AIM OF THE EXERCISE: Without the pictures, output the records below word for word.

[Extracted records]
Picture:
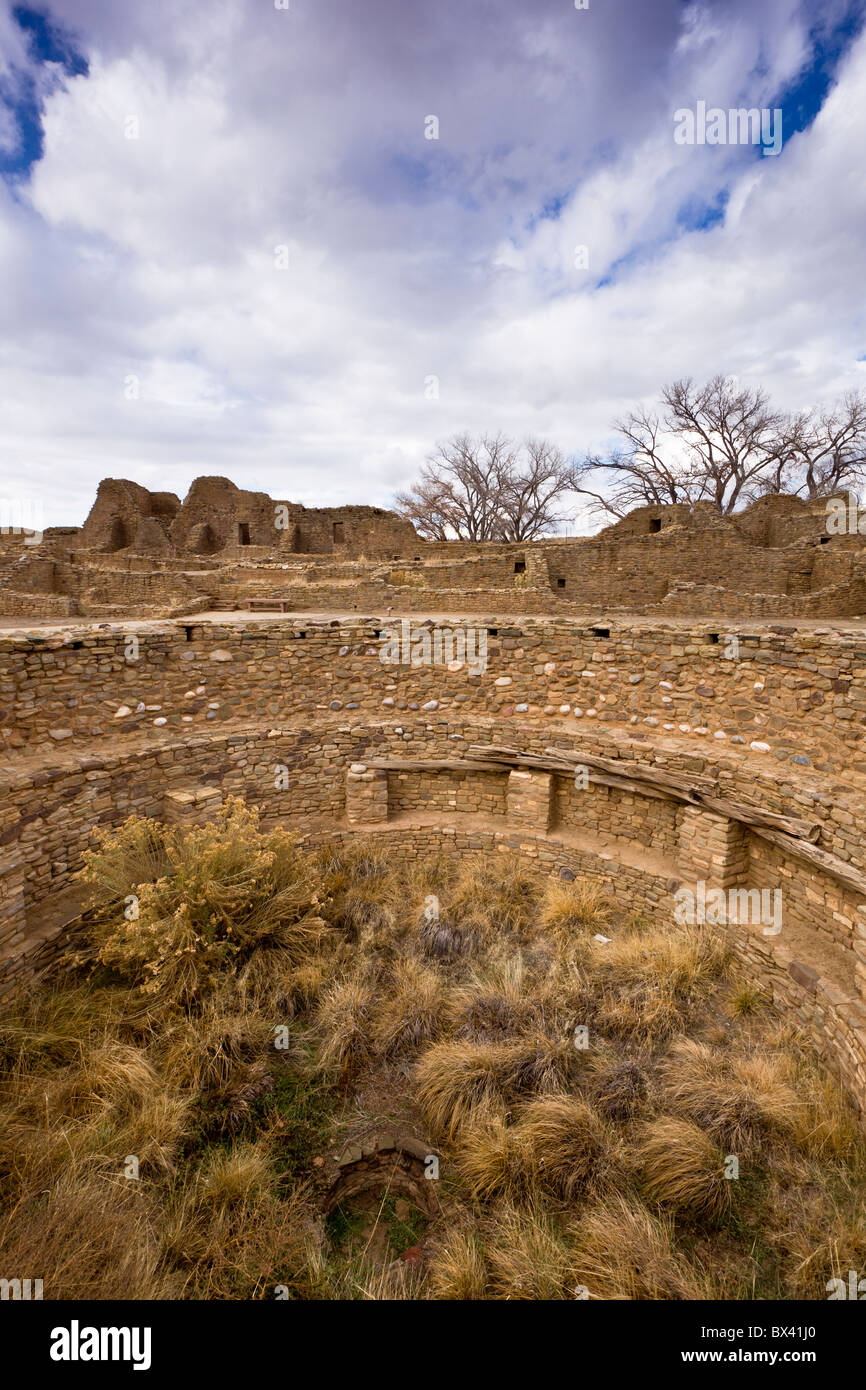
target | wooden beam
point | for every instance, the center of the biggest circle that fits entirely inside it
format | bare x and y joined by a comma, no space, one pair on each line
640,777
819,858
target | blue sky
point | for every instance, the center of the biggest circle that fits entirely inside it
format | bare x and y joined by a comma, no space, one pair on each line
227,245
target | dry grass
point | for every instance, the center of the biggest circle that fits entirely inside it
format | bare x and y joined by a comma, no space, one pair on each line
573,908
623,1251
526,1254
562,1168
456,1077
456,1266
683,1169
737,1098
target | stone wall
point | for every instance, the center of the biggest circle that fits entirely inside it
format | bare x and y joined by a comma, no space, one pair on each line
788,695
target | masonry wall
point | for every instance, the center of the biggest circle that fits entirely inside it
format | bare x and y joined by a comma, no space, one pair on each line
794,697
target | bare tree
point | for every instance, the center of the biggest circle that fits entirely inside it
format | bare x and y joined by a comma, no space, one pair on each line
719,442
641,471
531,491
487,489
731,437
823,451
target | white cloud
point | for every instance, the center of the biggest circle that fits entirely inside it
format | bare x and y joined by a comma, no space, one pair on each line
154,257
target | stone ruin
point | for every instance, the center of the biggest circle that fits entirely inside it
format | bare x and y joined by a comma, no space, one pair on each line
150,555
708,673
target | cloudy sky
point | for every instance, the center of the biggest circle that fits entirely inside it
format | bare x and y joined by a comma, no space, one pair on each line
228,243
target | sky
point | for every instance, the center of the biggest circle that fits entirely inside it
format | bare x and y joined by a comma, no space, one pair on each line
296,242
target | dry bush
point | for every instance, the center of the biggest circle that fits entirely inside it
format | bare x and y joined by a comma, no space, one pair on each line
88,1237
492,897
455,1265
344,1023
619,1087
412,1009
683,1169
89,1115
230,891
455,1077
494,1002
492,1158
649,983
567,1147
574,908
623,1251
231,1236
737,1098
526,1254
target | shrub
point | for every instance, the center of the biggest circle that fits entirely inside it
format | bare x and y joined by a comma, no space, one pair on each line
228,891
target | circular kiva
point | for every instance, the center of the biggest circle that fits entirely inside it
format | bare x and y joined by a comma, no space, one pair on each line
394,1162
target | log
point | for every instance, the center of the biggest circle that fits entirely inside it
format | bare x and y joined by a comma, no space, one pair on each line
633,776
819,858
790,824
451,765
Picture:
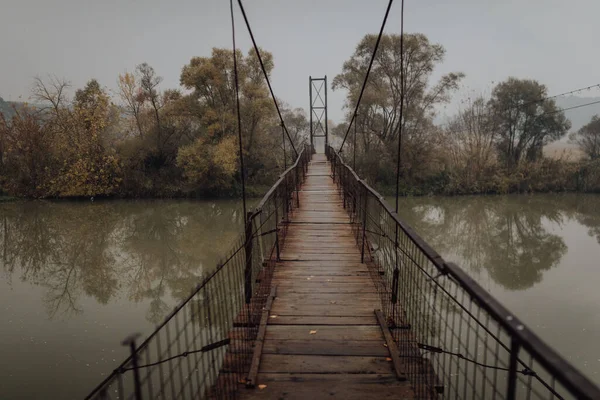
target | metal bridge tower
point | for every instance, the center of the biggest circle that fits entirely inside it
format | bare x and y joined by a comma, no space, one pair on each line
318,109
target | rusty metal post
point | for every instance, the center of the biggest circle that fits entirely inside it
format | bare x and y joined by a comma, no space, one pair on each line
276,226
344,181
297,189
248,248
362,249
511,390
130,341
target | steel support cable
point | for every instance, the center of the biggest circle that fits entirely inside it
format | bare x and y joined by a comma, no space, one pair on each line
362,90
517,106
401,108
262,66
239,118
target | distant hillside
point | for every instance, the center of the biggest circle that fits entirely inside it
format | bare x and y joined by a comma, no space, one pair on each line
6,108
579,116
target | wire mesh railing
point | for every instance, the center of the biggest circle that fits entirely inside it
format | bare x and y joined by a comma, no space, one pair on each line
204,347
455,340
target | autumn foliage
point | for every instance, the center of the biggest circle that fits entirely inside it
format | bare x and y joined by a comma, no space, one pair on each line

RESULT OF THE TASK:
Picture:
target | wooden beam
point | for every instance, the center of the biggest circle that fits entirely inside it
format | bare x and y joined by a comma, no space, one pair on each line
640,777
819,858
target | blue sky
point | for every instance, the center of the biggest circle that fits entirely inside it
format | bare x and y joined by a comma, no space, one pair on each line
227,245
target | dry grass
point | for every instance, the center of the biggest circle that fits entirely inside it
format | bare x and y joined by a comma, no space, one pair on each line
573,908
623,1251
526,1254
562,1168
456,1077
456,1266
683,1169
737,1098
target | stone wall
point | for every instance, the center of the biggest circle that fits entirely inside it
format | bare x and y joined by a comma, no space, one pair on each line
788,695
target | masonry wall
point | for every instance, the center of the biggest circle that fits entirely inside it
format | bare x and y joined by a comma, no space, one pair on each line
794,697
target | bare tree
point | for every instance, the center of the biggest circle that fits entirely inside it
format | bare x and y joined by a comma, no space, one pair on each line
719,442
641,471
531,491
487,489
731,437
823,451
target | white cloud
point | for every instance, the center of the biggest circle that fits entirely inside it
format | bare x and y joined by a comma, no space, one pair on each line
154,257
target | stone ruin
point | for every instance, the center of the biggest circle that fits entirely inside it
format | bare x and y joined by a comma, no space, one pair on each line
150,555
708,673
target | cloudy sky
point | for every instance, the center of the biggest circle that fits entirely inside it
format | bare x and y joined by a comma, no space, one pair on each line
228,243
target | sky
point | for every instance, the center of the biggest circle that fits entirely inside it
format | bare x and y joined by a comma, no space, one pair on each line
296,242
target | dry bush
point | for every instance, the center of the biggest circle that fits entirely inside it
format | bare x and y joined by a comma, no space, one pair on each line
88,1237
492,897
455,1265
344,1023
619,1087
412,1009
683,1169
89,1115
230,891
455,1077
494,1002
492,1158
649,983
567,1147
574,908
623,1251
231,1236
737,1098
526,1254
target | shrub
point | for every instance, the center of the biggest circle that fits entirely inside it
format | bare x and y joined by a comma, no space, one pair on each line
228,891
target | circular kiva
point | for every instance, the center of the biggest circle that fits entirely inside it
format | bare x and y joined by a comma, no space, one pair on each line
394,1162
target | log
point | for every instance, the center of the biggest circle that fits entirely inside it
format | bare x and y joined by a comma, no space, one pair on each line
633,776
819,858
790,824
451,765
Picture:
target | metal bridge tower
point | for every instance, the center of the biggest circle that fits entirely inside it
format | bare x and y joined by a comma, no space, one pair on each line
318,109
target | rusty metal post
point | for every instance, the center of the biggest circle that fits entirely inside it
format | bare x and y joined by a comma, no space, one pair on each line
276,226
344,181
297,189
248,248
362,249
511,390
130,341
target | steel support cable
point | for every instance, the center of the biggest circle that fits entirely inside it
format | bare x and y joined by a comma, no space, one pair on each line
362,90
517,106
401,108
262,66
239,118
target | distant hillside
point | for every instance, the center of the biggest circle that fits entirely inside it
format | bare x and y joined by a comma, no space, one pair on each line
6,108
579,116
target | wire mesh railing
point | for every instance, the center of the biggest circle that fits entirely inside it
format | bare x and y joined by a comma, no space, one pair on each line
204,347
455,340
target | autumn foliage
point | for every instance, the center of the biggest circle that fits entirely inside it
format | bare x and y joined by a comma, no space, one pair on each line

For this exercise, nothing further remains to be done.